_PETITE TÂCHE 1_: Comptez les lignes des enregistrements où figure le mot « wooden » et donnez uniquement ce nombre.

23° Dimanche du TO*B Mc 7, 31-37

Dites aux gens qui s'affolent : « Soyez forts, ne craignez pas.
Voici votre Dieu : c'est la vengeance qui vient, la revanche de Dieu.

Vengeance et revanche ! qui n'en a rêvé après avoir été victime d'une vacherie, d'une trahison ! Une vengeance en bonne et due forme : qu'il soit payé au centuple ! Tu m'as crevé un œil, je t'en crèverai deux et ainsi de suite… la violence succède à la violence en un cycle infernal ! Soyons honnêtes avec nous-mêmes : quelles sont nos premières réactions quand nous voyons des reportages sur des actes de violence à la télé : ah les salauds, bien fait leur poire, il ne l'emportera pas en paradis, etc. Heureusement, il y a aussi des exceptions : quand une mère est maltraitée par son enfant, elle ne sait se venger qu'en l'aimant davantage.

C'est précisément ce que nous dit aujourd'hui le prophète Isaïe dans un texte qui nous est lu aussi au temps de l'Avent : « Voici la vengeance de Dieu : il vient lui-même et va vous sauver ! Alors les yeux des aveugles se dessilleront, et les oreilles des sourds s'ouvriront, etc. »

Ne nous leurrons pas : l'histoire de notre humanité, notre histoire, est une histoire de violence où le moindre geste d'amour fait figure de miracle ! Et quel étonnement, pour ne pas dire quel scandale, quand nous lisons la Bible pour la première fois : une folle histoire de sexe et de sang ! La tentation était grande pour les hébreux d'imaginer leur Dieu avec des sentiments semblables aux leurs, comme nous le voyons dans les récits de la mythologie grecque. Les dieux de l'Olympe sont invités par les hommes à partager et à soutenir leurs folies de débauche et de violence.

_PETITE TÂCHE 2_: Dans le texte sur la vengeance de Dieu, reprenez en plus court le paragraphe qui commence par « Ne nous leurrons pas », sans perdre ses faits principaux.

_DONNÉES DE L'EXERCICE_:
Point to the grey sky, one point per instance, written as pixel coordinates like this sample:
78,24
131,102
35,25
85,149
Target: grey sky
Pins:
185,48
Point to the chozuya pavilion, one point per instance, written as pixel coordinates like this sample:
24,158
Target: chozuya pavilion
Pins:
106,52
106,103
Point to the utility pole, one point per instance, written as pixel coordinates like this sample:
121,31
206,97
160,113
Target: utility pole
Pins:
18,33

...

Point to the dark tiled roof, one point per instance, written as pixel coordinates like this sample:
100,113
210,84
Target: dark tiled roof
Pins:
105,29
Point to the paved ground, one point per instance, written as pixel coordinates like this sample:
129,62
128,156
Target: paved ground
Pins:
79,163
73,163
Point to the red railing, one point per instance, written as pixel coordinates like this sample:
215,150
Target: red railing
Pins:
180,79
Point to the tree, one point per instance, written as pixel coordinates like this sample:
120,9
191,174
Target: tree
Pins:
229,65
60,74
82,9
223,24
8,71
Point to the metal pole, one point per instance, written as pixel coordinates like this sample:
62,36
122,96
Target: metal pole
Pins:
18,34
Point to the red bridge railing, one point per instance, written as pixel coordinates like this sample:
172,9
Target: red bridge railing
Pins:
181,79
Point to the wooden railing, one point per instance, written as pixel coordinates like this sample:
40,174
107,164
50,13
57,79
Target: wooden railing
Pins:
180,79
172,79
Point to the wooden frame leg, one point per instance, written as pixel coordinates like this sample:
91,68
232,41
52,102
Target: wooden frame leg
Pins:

...

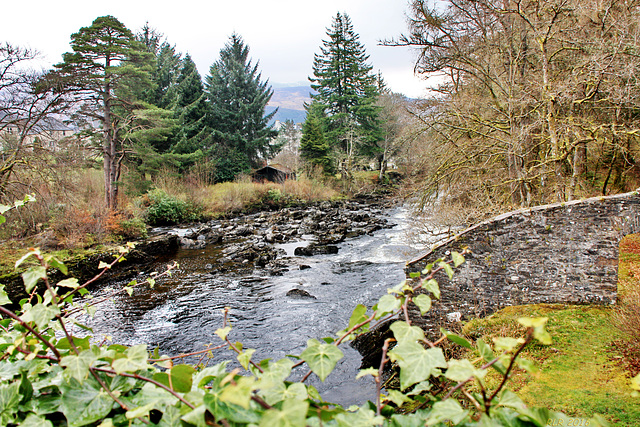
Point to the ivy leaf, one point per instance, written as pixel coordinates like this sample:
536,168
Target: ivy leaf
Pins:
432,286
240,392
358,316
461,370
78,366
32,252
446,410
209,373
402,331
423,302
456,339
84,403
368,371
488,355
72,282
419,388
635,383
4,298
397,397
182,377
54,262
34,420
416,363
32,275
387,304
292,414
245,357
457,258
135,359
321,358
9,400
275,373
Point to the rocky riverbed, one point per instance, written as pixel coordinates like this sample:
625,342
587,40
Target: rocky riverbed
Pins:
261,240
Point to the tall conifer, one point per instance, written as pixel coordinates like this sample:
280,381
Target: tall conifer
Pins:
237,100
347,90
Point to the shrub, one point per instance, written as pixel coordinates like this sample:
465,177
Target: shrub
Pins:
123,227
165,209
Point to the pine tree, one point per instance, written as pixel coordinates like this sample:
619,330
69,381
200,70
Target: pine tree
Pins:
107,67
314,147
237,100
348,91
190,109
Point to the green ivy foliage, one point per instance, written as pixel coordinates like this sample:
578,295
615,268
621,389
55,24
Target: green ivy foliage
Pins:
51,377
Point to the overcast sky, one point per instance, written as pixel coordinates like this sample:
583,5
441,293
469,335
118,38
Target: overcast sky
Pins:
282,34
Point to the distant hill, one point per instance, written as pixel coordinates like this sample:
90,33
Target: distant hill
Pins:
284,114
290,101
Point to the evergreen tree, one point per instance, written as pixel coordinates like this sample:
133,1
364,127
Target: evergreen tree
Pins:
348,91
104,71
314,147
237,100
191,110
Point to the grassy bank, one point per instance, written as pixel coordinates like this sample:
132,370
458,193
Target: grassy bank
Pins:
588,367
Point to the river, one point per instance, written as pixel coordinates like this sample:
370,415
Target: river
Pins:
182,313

_SOLUTION PROPOSÉE 1_: 4

_SOLUTION PROPOSÉE 2_: Notre histoire humaine est une histoire de violence, où le moindre geste d'amour paraît un miracle. Lire la Bible pour la première fois étonne, voire scandalise : c'est une folle histoire de sexe et de sang. Les Hébreux étaient tentés de prêter à leur Dieu des sentiments pareils aux leurs. On voit la même chose dans la mythologie grecque, où les hommes invitent les dieux de l'Olympe à partager et à soutenir leurs folies de débauche et de violence.